__SELECTED EXCERPT__.
<<<<

Igor Zabel Award 2022 Ceremony

Bojana Pejić, art historian, art writer, and curator is named this year’s Igor Zabel Award Laureate. Igor Zabel Award 2022 Grants go to Oksana Briukhovetska, Alina Șerban, and Antonina Stebur.
This year’s ceremony presenting the 2022 Igor Zabel Award and Grant recipients takes place on 18 November at 20:00 CET in Cukrarna Gallery in Ljubljana.
More: https://award.igorzabel.org/award-ceremony






















Foto: Nada Žgank
ABOUT THE AWARD
The Igor Zabel Award for Culture and Theory acknowledges exceptional achievements of curators, art historians, theorists, art writers, and critics whose work supports, develops or investigates visual art and culture in Central, Eastern, and Southeastern Europe. Named in honour of the distinguished Slovenian curator and art historian Igor Zabel (1958–2005), the award, an initiative of the ERSTE Foundation, has been conferred biennially since 2008.
With total prize money of EUR 76,000, it represents one of the most generous and prestigious awards for cultural activities related to Central, Eastern, and Southeastern Europe.
A three-member international jury selects the laureate and recipients of three grants based on proposals given by ten nominators.
2022 Laureate
The 2022 Igor Zabel Award jury awards Bojana Pejić (born in Belgrade, 1948, based in Berlin) for her lifelong research into the constituent elements of Eastern European art and culture.
Her writings, and particularly her complex international exhibitions such as After the Wall: Art and Culture in Post-Communist Europe (1999–2001) and Gender Check: Femininity and Masculinity in the Art of Eastern Europe (2009–2010), have had worldwide impact, critically marking our understanding of art during state socialism and also providing critical analysis of post-socialist culture after 1989. Pejić orchestrates transnational teams or works alone as she surveys what Eastern European countries have in common, and how their art makes visible the history, nationalism, and gender politics. Her understanding of Eastern Europe transcends ideological pictures of an oppressed and underdeveloped East. She explores its many cultural histories, treating them not as derivative products of Western exemplars, but as heterogenous and specific, and having their own unique importance. What’s more, her writings and exhibitions generate conclusions that are valuable beyond Eastern Europe: they provide lessons on art, society, and power structures relevant to audiences around the world. Bojana Pejić is an art historian and also an activist for whom academia is never sufficient. She compels us to reread our past in order to change our common future.

>>>>

__REQUIRED ACTIONS__.
a) Pick out and copy each line of the listing that contains the string "wall".
b) Extend the announcement of the 2022 Igor Zabel Award, starting after its last sentence.

__DATA SHOWN__.
<<<<

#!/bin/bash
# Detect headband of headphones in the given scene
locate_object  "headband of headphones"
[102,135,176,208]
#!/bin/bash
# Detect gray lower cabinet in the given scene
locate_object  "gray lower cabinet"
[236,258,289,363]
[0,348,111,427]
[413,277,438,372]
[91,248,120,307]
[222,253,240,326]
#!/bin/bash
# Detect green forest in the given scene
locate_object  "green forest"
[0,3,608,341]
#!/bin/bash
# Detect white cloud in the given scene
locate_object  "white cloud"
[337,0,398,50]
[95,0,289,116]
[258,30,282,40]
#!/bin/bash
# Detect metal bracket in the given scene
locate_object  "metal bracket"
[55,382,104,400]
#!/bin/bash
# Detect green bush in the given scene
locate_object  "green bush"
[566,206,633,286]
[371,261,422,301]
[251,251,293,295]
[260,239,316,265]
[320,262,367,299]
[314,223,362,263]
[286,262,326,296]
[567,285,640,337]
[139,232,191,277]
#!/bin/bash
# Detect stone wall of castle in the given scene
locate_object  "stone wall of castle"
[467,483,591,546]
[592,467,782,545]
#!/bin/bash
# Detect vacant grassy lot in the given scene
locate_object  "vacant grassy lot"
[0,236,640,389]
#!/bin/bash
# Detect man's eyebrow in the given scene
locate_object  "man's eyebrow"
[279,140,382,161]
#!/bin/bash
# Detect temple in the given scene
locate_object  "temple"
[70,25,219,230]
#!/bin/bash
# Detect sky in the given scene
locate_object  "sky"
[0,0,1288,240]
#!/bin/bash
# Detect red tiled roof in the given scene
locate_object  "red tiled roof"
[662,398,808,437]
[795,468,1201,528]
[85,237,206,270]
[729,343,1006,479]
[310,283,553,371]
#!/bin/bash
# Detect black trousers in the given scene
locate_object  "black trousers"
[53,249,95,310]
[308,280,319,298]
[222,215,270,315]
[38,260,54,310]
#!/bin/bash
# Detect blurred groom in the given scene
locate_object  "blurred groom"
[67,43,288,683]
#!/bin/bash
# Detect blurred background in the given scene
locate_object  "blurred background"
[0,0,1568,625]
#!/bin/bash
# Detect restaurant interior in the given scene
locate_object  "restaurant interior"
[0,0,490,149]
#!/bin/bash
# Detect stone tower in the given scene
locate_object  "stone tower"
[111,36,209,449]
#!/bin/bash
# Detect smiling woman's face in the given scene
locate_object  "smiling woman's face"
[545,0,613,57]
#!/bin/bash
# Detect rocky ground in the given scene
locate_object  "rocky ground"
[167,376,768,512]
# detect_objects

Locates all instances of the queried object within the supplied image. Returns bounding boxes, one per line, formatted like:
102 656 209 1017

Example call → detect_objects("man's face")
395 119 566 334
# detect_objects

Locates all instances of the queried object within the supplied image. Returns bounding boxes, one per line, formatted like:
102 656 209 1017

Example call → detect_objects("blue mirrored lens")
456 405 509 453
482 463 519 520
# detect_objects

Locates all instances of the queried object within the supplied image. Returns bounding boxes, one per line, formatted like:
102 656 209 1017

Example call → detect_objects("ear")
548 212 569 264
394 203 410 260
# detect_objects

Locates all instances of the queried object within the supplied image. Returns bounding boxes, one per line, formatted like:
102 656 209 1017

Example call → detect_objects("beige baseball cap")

>>>>

__WRITTEN RESPONSES__.
a)
# Detect stone wall of castle in the given scene
locate_object  "stone wall of castle"

b)
2022 grant recipients
Oksana Briukhovetska, artist, curator, and art writer (Kyiv / Michigan, USA) for her outstanding contribution to the artistic and activist life in Ukraine and beyond; her work triggers processes of democratization under the most demanding circumstances and raises feminist awareness.

Alina Șerban, art historian, art writer, curator, and editor (Bucharest) in recognition of her exceptional research and ability to create self-managed organizations and platforms that bring together Central and Eastern European researchers and cultural workers.

Antonina Stebur, curator, art writer, and researcher (Minsk, currently living between Poland and Germany) in recognition of her extraordinary power of resistance, commitment to decolonize Belarusian art, and her belief that art is a practical instrument of political imagination.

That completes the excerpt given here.